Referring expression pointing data
+===+

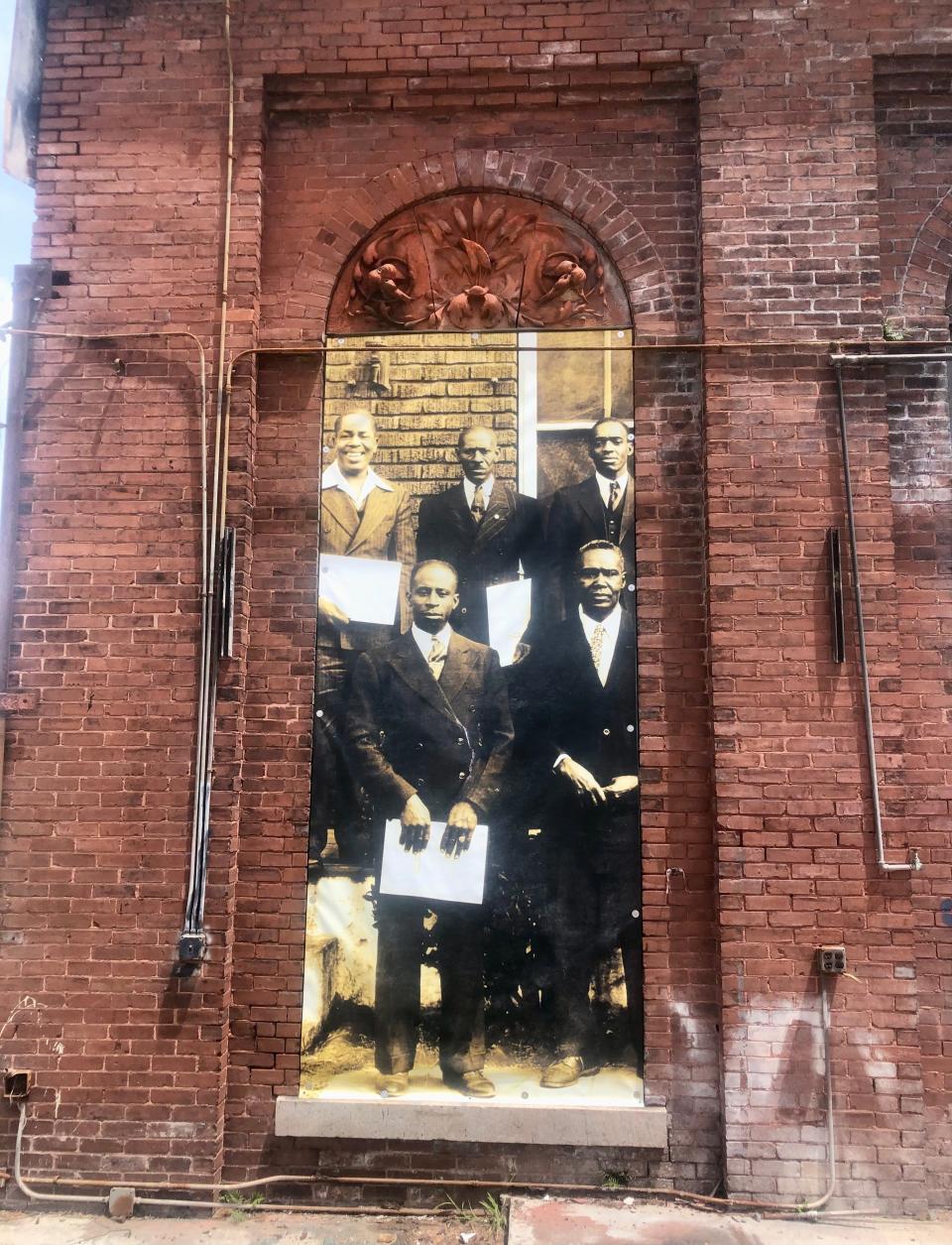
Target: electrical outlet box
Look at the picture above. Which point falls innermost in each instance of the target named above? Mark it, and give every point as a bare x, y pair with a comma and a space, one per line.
833, 960
16, 1084
190, 947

+===+

- [Aim of the exercise]: Copy every record exactly, dropping the images.

- [Output for this exercise]:
Target: electrical outlet box
Look at the picture above. Which point falls innermost in each instance of the target named above? Mark it, and give every point as a bare x, y pair with a comma and a space, one per line.
833, 960
16, 1084
190, 947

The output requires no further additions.